• [Description of the task]: Copy each line of the records below word for word.
"""
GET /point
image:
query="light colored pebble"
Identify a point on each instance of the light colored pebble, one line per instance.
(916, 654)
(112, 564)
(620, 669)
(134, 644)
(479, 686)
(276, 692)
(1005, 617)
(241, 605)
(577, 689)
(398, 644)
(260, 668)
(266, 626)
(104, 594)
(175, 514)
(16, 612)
"""
• [The response]:
GET /point
image:
query="light colored pebble"
Identify a point on each instance of the light colored pebble, one line per instance.
(916, 654)
(112, 564)
(620, 669)
(134, 644)
(479, 686)
(276, 692)
(1005, 617)
(241, 605)
(577, 689)
(398, 644)
(260, 668)
(266, 626)
(104, 594)
(175, 514)
(16, 612)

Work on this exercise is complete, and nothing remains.